Outline annotation data
● ● ● ●
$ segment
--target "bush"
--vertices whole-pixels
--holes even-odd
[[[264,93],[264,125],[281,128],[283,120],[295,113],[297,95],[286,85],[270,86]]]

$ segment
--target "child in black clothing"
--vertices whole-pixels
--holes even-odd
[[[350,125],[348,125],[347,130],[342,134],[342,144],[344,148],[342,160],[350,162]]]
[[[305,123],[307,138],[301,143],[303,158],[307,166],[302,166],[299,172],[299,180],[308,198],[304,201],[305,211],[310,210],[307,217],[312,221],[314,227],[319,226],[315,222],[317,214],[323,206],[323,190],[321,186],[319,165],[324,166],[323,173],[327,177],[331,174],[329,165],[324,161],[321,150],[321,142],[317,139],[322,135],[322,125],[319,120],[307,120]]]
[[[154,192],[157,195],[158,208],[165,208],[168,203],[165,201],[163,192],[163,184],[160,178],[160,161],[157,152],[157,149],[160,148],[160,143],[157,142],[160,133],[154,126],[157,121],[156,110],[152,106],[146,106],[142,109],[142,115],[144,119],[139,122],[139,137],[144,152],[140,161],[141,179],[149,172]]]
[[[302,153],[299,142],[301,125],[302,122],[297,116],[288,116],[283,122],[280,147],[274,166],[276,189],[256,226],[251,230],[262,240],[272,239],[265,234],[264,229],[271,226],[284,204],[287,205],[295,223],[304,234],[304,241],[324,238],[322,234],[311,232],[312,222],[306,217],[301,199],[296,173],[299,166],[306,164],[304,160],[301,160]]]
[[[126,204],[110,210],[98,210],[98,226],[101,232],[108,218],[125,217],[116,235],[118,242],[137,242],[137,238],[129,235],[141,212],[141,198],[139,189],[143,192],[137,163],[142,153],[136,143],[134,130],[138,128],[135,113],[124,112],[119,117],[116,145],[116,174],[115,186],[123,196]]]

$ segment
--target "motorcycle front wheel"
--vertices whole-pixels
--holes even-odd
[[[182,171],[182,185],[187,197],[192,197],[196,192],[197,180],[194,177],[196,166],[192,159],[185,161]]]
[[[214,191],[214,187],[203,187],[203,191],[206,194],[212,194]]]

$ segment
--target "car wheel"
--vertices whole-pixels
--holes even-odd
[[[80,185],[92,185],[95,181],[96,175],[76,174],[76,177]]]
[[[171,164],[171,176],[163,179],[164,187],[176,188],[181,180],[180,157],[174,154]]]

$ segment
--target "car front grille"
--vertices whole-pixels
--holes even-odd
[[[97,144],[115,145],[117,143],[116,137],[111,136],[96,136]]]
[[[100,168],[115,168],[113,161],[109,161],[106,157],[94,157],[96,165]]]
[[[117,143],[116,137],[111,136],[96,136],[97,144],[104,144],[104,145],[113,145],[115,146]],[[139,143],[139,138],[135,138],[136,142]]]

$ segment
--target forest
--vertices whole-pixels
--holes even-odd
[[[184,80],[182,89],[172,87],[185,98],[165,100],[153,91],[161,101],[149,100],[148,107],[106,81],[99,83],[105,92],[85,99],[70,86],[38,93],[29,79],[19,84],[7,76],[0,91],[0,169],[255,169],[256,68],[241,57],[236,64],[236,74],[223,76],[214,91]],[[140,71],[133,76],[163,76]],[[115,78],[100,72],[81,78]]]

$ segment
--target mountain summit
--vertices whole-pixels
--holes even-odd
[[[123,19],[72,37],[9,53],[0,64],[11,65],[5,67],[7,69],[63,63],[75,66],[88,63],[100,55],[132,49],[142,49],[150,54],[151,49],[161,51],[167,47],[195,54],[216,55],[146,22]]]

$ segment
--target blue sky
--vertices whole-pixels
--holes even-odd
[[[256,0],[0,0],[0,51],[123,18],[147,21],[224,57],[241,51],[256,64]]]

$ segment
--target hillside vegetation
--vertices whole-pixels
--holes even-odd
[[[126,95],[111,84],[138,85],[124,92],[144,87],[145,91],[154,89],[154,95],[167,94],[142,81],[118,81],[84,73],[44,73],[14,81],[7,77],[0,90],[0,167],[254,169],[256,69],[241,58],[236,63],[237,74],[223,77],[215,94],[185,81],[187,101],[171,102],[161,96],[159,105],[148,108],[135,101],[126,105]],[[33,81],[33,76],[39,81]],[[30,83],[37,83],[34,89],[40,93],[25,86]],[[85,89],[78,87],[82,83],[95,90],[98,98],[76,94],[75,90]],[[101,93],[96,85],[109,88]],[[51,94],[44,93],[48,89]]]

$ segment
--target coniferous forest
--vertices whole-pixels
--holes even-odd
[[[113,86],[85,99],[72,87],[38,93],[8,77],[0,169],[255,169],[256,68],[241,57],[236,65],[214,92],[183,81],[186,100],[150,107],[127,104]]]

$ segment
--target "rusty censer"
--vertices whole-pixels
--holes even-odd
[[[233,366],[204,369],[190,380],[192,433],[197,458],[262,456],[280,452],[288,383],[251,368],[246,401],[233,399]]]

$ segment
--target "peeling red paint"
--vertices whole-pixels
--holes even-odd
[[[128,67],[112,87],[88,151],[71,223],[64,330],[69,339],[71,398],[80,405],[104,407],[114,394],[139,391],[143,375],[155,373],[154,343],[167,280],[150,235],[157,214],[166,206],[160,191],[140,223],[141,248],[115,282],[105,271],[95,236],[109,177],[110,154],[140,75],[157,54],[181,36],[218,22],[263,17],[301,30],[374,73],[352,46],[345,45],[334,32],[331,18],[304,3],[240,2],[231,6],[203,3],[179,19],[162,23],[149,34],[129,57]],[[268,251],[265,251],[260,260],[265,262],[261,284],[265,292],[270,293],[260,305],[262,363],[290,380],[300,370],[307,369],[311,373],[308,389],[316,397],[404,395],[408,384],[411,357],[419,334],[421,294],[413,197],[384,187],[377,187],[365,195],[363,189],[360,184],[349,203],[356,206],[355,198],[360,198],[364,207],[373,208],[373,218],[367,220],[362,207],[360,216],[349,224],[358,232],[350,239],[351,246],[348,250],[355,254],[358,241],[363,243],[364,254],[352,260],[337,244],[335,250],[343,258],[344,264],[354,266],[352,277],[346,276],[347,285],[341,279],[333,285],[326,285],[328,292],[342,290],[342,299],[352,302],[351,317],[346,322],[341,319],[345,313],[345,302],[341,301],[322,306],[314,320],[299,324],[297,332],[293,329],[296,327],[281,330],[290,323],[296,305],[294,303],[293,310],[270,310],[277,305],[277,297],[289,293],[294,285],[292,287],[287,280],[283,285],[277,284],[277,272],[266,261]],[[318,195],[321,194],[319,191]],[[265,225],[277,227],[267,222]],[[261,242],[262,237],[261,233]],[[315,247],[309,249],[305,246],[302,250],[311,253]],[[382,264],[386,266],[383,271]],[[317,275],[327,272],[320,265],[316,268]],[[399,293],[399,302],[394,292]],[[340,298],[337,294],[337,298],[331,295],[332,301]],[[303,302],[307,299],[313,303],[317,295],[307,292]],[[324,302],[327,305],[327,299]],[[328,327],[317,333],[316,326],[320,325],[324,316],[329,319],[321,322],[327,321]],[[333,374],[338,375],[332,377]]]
● ● ● ●
Pick out every line in the data above that contains the string "wheel", with case counting, and copy each one.

--target "motorcycle front wheel"
--target "car wheel"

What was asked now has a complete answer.